__Rows__.
┌──
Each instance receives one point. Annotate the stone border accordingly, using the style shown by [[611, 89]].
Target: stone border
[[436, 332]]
└──
┌──
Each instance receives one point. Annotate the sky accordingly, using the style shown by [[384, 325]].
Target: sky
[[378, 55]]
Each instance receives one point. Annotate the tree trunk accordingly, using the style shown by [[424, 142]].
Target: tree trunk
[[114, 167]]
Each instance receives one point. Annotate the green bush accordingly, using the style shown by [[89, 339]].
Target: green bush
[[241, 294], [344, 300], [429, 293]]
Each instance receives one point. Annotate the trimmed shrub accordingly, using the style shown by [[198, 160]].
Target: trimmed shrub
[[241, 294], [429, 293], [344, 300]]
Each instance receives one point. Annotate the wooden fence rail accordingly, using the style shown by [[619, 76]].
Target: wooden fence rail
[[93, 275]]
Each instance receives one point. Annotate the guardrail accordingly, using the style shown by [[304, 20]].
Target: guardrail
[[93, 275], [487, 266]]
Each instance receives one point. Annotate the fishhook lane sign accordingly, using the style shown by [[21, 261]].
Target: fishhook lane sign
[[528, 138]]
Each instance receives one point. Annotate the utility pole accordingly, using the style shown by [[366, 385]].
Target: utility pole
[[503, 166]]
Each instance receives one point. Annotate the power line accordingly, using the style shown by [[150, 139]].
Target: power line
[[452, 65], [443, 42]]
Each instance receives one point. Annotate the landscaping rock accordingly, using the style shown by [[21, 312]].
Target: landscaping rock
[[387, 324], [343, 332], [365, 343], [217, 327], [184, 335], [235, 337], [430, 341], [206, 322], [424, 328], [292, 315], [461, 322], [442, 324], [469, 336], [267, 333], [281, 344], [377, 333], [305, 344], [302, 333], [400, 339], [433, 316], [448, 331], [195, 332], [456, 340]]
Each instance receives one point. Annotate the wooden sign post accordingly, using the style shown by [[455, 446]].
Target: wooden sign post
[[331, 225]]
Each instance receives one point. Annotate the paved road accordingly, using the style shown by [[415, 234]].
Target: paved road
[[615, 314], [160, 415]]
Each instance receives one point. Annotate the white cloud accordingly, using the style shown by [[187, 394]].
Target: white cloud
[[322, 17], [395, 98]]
└──
__What is expected__. Rewrite the data starting at the line containing "Each instance receives one point. Annotate the wooden fence" and ending at the line containing "[[452, 65], [443, 42]]", changing "utility pole" to "telephone pole" and keeping everything else the same. Return only those lines.

__Written solution__.
Each instance receives one point. Annotate the wooden fence rail accordingly, using the style shown by [[619, 76]].
Target: wooden fence rail
[[93, 275]]
Each instance receives one point. Annotate the guardrail accordingly, using the style shown by [[304, 20]].
Target: guardrail
[[93, 275], [487, 266]]
Each instance receives one point. Annotate the fishhook lane sign accordingly, using the style shown by [[21, 261]].
Target: fishhook lane sign
[[528, 138]]
Each instance receives one point. Annotate the telephone pole accordingly, using the style shown by [[366, 385]].
Target: telephone pole
[[503, 166]]
Each instance receives one point. Annotate the power line accordingly, using the style shown by [[150, 139]].
Target: power line
[[452, 65], [443, 42]]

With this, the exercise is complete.